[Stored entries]
══════════

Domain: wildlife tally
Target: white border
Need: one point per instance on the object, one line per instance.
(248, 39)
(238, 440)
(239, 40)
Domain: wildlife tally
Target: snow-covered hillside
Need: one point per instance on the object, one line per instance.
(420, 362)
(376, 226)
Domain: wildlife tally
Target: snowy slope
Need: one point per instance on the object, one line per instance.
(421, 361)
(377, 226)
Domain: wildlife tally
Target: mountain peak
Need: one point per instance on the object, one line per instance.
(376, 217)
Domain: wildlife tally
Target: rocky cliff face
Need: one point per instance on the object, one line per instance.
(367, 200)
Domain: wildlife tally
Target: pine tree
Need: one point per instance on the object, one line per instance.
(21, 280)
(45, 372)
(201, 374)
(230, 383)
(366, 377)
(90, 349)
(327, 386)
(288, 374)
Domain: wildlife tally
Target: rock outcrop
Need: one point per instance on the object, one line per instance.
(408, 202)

══════════

Task to complete: Copy out the entries above again, keeping them exact.

Reply to the task:
Domain: wildlife tally
Target: white border
Need: one point per instance on the object, one line per instance.
(248, 39)
(238, 440)
(239, 40)
Domain: wildlife tally
Target: snow-covered hillside
Need: one point per instance on the object, one line per instance.
(420, 362)
(376, 226)
Domain: wildlife tally
Target: snowy slope
Need: one point per instance on the object, one line per instance.
(421, 361)
(377, 226)
Domain: wildlife tally
Target: mountain peak
Need: one point per instance on the object, one line per instance.
(376, 217)
Domain: wildlife tally
Target: rocky cliff face
Need: one point per instance on the object, one line per instance.
(367, 200)
Domain: wildlife tally
Target: pine tree
Need: one point per instance on the object, one line per instance.
(21, 280)
(45, 372)
(201, 374)
(230, 383)
(366, 377)
(90, 349)
(327, 386)
(288, 374)
Domain: wildlife tally
Target: rock outcrop
Need: one point per instance on the object, one line per instance.
(408, 202)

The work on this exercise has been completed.